----- Source records -----
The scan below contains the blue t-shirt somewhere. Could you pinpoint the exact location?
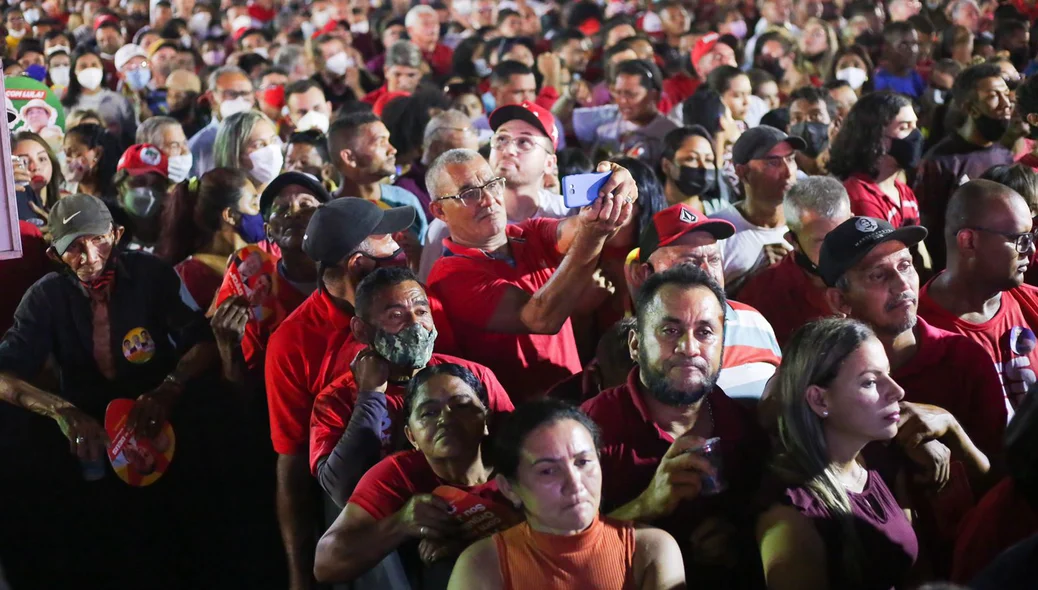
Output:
-----
----- Source records -----
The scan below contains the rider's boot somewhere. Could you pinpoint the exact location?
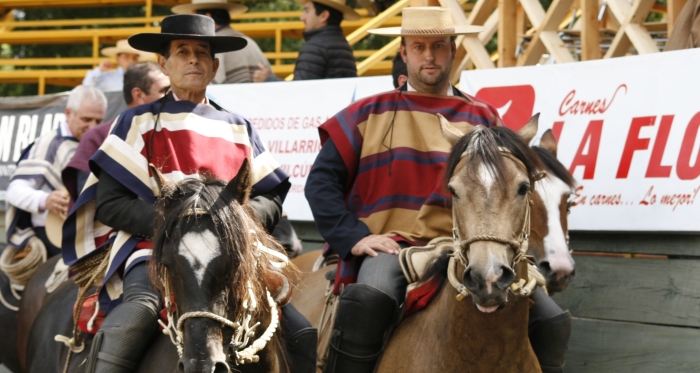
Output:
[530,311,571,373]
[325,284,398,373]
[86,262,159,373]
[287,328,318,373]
-----
→ To be done: Could you rewrite everything in the records above from the line containing "The scan below contains the rider's" down to the line containing "[287,328,318,373]", replacing "exact location" with "precise position", changing nothing else, and leaving out the pictures?

→ Output of the task:
The scan below contains the rider's boot somewhere. Could you pinpoint the precise position?
Output:
[530,311,571,373]
[325,284,398,373]
[86,262,159,373]
[287,328,318,373]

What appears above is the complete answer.